Dataset rows
□ □ □

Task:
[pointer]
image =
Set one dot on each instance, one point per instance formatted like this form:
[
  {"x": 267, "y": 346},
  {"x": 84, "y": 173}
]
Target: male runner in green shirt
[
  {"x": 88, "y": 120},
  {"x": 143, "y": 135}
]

□ □ □

_What you are asked to do_
Lay out the data above as a Markdown table with two columns, "Row" and "Line," giving each line its own numbered row and skipping any blank lines.

_The completed task_
| Row | Line |
|---|---|
| 1 | Task: |
| 2 | [pointer] |
| 3 | image = |
| 4 | Set one dot on each instance, one point per instance formatted like this form: |
| 5 | [ |
| 6 |   {"x": 267, "y": 346}, |
| 7 |   {"x": 84, "y": 173} |
| 8 | ] |
| 9 | Target: male runner in green shirt |
| 10 | [ |
| 11 |   {"x": 88, "y": 120}, |
| 12 |   {"x": 143, "y": 135} |
| 13 | ] |